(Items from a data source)
______________________________

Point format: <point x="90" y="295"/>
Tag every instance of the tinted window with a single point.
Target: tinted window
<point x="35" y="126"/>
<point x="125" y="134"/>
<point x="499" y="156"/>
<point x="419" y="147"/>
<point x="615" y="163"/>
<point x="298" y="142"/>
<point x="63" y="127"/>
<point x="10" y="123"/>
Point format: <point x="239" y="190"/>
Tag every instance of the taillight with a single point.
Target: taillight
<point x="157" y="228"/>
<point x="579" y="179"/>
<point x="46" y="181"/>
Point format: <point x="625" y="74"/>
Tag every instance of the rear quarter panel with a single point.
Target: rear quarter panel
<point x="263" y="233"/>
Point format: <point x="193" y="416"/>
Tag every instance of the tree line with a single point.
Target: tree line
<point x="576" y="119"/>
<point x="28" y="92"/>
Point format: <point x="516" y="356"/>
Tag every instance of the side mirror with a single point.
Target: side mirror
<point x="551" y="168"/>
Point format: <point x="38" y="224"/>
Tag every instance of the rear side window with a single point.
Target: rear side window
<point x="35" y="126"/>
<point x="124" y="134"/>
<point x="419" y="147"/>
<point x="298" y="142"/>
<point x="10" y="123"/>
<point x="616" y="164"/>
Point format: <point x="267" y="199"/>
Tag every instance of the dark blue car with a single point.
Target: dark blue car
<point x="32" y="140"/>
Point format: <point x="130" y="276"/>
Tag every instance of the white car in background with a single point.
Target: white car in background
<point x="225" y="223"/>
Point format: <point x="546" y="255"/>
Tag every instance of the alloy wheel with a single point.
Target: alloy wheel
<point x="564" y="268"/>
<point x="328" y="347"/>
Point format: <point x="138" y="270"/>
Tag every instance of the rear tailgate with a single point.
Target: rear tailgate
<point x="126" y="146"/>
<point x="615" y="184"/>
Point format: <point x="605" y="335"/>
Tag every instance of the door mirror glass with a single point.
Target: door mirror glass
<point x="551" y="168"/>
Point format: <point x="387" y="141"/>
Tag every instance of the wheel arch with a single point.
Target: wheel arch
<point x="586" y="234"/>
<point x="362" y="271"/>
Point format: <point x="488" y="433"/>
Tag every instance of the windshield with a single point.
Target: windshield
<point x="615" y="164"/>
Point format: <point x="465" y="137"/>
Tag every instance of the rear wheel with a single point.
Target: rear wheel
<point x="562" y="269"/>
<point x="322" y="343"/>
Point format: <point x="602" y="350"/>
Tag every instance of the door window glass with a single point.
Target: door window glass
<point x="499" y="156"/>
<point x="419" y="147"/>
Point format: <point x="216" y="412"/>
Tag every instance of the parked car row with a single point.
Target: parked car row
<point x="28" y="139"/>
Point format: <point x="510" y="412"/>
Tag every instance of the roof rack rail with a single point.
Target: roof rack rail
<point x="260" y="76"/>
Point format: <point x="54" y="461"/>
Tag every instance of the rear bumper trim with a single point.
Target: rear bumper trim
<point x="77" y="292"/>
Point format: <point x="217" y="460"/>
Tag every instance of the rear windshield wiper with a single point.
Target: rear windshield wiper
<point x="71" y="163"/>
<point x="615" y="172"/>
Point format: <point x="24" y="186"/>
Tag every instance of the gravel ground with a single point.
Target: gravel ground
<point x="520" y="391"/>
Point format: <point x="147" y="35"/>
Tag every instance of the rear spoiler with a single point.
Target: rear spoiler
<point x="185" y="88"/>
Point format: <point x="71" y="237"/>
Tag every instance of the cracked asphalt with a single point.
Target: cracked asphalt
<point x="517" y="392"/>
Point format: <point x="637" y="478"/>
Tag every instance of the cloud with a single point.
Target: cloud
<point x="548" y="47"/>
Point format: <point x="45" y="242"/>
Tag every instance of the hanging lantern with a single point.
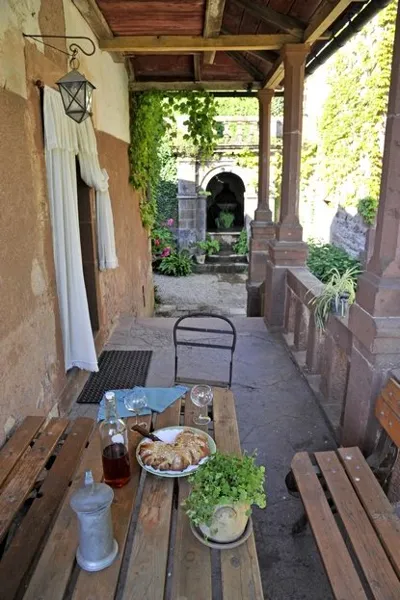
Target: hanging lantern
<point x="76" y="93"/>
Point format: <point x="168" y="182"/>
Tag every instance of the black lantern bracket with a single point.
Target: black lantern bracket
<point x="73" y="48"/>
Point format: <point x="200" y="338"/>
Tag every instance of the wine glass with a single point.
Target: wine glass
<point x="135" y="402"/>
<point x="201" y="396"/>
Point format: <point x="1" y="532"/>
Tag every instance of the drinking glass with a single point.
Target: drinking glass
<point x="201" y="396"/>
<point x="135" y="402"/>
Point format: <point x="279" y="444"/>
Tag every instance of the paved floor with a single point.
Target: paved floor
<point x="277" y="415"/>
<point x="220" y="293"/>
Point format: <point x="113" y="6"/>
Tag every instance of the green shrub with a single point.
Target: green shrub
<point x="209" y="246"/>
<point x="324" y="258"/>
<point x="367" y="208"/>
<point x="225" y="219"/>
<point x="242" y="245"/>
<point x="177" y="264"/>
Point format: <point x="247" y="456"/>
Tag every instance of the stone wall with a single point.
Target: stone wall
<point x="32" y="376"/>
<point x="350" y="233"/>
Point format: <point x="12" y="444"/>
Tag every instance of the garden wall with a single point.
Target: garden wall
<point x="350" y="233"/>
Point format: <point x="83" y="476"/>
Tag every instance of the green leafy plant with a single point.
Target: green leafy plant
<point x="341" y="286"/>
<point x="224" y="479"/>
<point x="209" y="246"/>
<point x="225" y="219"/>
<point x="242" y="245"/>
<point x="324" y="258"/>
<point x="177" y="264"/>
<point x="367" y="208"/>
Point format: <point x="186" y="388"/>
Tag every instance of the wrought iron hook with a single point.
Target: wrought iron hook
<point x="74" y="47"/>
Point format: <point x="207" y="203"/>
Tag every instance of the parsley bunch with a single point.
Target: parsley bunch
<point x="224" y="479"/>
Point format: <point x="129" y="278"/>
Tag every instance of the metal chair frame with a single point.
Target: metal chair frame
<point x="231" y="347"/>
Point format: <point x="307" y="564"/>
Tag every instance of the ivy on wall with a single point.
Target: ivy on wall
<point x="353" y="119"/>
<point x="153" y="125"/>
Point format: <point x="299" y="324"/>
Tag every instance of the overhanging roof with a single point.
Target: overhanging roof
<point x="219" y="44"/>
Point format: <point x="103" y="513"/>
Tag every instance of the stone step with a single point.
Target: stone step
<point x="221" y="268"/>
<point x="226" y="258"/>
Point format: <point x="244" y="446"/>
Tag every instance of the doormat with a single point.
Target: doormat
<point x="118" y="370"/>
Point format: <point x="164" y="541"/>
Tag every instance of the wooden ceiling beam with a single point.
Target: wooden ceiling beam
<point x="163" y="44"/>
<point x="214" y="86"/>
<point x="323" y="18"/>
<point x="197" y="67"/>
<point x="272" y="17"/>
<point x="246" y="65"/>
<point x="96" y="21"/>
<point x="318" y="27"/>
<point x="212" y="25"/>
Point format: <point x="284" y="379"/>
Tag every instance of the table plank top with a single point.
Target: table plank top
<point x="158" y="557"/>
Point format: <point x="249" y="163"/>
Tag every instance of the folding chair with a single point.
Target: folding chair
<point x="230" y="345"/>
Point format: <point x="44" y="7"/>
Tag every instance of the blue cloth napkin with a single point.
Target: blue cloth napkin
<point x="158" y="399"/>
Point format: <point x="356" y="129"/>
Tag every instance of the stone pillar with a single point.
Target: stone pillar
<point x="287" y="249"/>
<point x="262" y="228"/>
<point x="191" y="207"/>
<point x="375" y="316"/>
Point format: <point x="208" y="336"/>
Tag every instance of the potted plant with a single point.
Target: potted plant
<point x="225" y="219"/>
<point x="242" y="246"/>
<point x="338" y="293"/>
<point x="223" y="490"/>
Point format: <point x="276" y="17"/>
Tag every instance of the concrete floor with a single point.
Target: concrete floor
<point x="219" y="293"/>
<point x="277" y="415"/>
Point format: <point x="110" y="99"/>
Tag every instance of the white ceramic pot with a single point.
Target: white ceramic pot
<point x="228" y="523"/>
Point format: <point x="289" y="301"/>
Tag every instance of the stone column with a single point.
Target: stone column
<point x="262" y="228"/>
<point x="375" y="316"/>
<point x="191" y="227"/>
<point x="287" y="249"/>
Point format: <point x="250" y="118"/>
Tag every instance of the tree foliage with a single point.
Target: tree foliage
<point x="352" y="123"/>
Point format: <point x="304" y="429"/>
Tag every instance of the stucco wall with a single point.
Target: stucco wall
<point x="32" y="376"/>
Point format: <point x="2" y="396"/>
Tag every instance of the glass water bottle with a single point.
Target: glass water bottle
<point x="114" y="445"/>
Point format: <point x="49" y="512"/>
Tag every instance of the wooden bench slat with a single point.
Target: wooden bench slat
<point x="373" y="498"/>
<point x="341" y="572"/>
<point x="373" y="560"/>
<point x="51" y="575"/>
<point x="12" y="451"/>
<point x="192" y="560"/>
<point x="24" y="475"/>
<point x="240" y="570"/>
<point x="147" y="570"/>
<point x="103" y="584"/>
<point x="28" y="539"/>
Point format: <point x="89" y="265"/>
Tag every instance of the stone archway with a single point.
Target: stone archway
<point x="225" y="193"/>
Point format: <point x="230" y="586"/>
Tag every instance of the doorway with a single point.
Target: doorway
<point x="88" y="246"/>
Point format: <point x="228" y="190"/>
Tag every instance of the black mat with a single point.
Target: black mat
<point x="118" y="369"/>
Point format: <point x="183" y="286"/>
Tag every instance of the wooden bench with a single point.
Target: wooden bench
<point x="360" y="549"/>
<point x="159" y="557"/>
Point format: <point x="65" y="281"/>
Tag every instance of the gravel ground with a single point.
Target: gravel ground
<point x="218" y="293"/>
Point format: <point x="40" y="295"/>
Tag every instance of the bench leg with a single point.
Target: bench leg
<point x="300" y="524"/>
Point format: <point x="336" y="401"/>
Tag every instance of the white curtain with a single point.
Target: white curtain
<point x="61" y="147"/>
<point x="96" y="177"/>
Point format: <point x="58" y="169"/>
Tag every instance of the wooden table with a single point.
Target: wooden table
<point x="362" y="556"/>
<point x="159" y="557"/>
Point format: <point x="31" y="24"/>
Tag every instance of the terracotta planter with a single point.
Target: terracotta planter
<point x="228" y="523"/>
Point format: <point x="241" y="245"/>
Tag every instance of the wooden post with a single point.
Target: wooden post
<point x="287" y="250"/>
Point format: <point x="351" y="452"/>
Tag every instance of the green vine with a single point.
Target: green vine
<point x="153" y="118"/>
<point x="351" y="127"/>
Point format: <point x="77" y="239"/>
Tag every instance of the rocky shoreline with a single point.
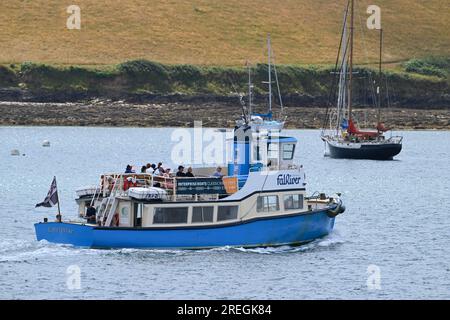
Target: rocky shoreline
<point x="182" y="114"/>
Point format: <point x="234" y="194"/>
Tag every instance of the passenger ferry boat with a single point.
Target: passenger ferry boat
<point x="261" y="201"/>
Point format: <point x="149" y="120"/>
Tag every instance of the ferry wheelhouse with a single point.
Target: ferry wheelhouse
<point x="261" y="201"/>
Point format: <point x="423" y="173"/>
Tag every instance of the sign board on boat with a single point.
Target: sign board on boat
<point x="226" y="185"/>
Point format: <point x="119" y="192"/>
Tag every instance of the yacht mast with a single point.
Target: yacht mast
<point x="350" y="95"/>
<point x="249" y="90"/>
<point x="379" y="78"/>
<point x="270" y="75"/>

______________________________

> _YOUR TASK_
How many lines in the data above contain the word "stone"? Give only the number.

> _FINISHED ANSWER_
10